++++ DATA SUPPLIED

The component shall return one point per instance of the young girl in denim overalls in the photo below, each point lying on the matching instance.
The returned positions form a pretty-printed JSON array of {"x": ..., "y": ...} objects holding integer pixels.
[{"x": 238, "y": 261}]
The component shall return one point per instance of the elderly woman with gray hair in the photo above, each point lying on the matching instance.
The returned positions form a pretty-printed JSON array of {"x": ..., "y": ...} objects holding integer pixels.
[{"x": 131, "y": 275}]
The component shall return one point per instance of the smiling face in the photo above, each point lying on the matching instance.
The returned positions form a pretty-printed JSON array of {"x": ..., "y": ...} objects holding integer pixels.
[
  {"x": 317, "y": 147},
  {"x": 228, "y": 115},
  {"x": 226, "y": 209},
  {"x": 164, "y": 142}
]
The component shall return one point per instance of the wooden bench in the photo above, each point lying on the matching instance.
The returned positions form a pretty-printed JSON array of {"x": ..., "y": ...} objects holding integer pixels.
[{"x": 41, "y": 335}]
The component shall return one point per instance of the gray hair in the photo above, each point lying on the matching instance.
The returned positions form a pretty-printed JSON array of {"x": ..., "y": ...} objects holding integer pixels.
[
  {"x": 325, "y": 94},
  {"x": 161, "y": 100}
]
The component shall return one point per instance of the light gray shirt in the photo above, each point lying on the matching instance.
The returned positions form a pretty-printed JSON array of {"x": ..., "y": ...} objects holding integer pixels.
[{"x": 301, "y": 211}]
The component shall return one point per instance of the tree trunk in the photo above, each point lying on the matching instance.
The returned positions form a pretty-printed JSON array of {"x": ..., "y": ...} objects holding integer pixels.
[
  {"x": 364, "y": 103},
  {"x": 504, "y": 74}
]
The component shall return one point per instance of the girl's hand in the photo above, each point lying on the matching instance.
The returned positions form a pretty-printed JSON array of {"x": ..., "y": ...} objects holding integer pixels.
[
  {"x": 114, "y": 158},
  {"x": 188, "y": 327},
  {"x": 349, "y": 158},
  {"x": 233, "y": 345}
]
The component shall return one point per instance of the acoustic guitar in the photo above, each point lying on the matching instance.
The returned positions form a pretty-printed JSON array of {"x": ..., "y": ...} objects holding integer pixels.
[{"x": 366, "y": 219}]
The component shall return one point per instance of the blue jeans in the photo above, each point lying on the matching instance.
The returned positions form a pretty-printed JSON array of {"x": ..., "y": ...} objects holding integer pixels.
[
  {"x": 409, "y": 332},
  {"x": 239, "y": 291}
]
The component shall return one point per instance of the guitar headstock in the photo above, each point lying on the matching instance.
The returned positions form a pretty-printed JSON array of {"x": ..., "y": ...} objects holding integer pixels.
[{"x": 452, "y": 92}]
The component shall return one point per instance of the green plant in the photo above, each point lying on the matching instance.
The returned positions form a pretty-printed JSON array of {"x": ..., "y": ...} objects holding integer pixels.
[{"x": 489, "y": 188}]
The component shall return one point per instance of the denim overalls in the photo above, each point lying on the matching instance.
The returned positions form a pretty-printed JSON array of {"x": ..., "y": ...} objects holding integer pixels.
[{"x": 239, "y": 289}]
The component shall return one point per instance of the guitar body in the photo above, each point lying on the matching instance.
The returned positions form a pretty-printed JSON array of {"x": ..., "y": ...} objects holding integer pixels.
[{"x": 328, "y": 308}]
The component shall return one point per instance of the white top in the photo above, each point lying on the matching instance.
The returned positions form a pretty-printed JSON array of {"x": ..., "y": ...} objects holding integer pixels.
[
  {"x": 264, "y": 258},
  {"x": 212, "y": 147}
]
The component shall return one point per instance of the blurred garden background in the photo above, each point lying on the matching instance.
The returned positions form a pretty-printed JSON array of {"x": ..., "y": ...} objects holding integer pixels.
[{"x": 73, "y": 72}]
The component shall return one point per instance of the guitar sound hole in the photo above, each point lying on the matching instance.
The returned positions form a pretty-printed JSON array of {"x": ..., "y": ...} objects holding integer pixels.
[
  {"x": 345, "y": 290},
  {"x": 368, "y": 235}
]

++++++++

- [ASSIGNMENT]: How many lines in the records hold the string "girl"? The number alone is the answer.

- [ANSWER TO THIS PROBLEM]: 2